[Data for processing Boundary: Start]
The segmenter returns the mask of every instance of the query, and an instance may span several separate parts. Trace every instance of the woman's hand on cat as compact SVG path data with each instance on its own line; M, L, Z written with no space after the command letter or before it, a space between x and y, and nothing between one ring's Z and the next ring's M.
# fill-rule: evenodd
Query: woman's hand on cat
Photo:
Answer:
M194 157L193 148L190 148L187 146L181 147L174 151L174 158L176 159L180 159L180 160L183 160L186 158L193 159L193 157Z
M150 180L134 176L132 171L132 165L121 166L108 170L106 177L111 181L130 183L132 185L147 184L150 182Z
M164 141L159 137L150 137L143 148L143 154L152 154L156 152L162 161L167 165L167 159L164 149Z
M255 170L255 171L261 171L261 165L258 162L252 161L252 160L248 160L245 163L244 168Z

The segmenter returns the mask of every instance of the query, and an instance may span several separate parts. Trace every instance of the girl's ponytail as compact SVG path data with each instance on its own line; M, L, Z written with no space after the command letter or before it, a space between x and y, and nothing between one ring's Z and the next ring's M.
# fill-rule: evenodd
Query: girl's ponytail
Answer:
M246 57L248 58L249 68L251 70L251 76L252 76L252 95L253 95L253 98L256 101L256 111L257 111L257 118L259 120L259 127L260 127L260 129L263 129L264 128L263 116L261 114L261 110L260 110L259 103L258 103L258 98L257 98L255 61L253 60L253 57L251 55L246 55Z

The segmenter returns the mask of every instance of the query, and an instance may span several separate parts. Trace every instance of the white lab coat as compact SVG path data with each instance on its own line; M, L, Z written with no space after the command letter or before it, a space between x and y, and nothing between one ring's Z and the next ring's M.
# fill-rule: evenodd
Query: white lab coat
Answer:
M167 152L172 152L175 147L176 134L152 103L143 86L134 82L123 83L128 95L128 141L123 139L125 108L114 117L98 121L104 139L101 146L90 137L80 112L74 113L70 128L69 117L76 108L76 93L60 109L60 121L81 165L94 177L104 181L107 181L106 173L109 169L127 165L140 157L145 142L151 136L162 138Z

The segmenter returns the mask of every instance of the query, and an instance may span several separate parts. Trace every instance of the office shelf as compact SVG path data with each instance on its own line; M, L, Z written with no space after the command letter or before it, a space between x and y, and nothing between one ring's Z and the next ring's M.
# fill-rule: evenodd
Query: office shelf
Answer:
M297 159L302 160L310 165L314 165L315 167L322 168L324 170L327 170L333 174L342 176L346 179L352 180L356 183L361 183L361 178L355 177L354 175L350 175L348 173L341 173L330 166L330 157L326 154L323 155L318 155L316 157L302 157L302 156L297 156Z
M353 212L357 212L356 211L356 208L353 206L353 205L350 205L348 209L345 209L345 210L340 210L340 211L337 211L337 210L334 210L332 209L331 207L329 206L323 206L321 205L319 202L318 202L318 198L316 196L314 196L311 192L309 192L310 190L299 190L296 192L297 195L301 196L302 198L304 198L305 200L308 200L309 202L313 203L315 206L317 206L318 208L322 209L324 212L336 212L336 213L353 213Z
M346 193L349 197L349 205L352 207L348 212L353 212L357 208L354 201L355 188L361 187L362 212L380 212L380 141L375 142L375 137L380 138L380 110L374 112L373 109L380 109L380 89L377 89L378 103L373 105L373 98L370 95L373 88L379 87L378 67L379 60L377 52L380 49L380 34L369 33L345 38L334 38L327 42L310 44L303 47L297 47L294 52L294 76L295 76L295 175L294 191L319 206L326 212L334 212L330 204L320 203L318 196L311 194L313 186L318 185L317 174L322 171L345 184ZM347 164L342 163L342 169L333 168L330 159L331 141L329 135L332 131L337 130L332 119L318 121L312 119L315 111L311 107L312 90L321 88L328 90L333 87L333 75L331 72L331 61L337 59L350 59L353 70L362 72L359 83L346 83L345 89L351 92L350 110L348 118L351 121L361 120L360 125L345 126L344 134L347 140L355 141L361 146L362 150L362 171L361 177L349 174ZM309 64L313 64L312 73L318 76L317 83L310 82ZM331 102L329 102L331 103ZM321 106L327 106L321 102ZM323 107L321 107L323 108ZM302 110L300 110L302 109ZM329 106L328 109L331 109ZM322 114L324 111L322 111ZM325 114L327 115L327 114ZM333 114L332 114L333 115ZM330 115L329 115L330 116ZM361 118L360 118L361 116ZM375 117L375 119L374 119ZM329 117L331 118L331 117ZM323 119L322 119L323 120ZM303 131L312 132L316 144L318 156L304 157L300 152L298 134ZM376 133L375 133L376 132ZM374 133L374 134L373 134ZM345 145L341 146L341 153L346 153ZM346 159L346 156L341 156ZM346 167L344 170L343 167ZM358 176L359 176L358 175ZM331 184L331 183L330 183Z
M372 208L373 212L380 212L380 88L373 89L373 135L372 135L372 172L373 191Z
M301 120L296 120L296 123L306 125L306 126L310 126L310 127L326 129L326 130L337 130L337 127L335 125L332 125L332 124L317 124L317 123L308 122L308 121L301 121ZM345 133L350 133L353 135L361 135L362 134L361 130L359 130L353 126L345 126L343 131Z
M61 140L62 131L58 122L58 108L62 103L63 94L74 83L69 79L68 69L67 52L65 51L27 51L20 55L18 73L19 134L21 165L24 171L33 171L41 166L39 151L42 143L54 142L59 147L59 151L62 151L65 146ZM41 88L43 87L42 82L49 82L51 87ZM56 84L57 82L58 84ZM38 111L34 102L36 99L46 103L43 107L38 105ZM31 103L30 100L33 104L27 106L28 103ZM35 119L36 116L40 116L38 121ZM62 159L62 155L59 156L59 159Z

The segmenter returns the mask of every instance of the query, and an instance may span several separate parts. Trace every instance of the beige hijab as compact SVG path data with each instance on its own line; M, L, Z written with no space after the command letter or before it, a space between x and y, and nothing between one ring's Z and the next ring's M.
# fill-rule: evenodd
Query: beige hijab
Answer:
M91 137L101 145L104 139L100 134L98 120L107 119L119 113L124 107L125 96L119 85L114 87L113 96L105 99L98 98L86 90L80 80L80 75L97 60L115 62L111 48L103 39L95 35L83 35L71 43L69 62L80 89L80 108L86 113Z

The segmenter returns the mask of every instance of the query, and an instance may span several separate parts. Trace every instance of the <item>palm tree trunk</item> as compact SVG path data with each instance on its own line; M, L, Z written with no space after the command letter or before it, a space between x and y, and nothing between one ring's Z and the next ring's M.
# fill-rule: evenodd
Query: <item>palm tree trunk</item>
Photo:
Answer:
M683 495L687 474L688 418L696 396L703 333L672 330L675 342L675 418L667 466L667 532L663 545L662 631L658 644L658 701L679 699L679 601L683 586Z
[Data for processing Boundary: End]
Search the material above for the string "office", and copy every line in which it turns up.

> Solved exercise
The segmenter returns the mask of every instance of the query, and an instance may span several separate parts. Trace every instance of the office shelf as compact SVG path data with each instance on its own line; M, L, Z written with no space after the command letter or before it, a space between x and y, and nothing between one ring's Z and the next ring's M.
Query: office shelf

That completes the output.